• [PROBLEM DESCRIPTION]: Return each record word for word, keeping none of its pictures.

• [SUPPLIED RECORDS]:

----------

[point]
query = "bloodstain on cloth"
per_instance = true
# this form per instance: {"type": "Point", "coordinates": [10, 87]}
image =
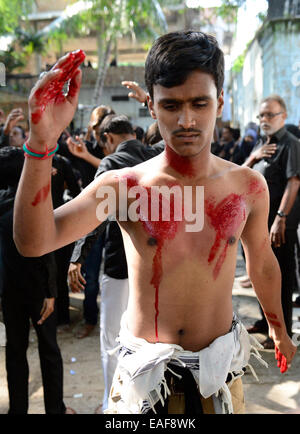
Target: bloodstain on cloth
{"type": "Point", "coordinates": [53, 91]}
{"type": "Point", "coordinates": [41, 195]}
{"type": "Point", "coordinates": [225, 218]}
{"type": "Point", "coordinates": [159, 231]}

----------

• [EXERCISE RESPONSE]:
[point]
query = "bloodstain on cloth"
per_instance = true
# this form per instance: {"type": "Point", "coordinates": [10, 87]}
image =
Target: bloodstain on cloth
{"type": "Point", "coordinates": [53, 91]}
{"type": "Point", "coordinates": [41, 195]}
{"type": "Point", "coordinates": [225, 218]}
{"type": "Point", "coordinates": [159, 231]}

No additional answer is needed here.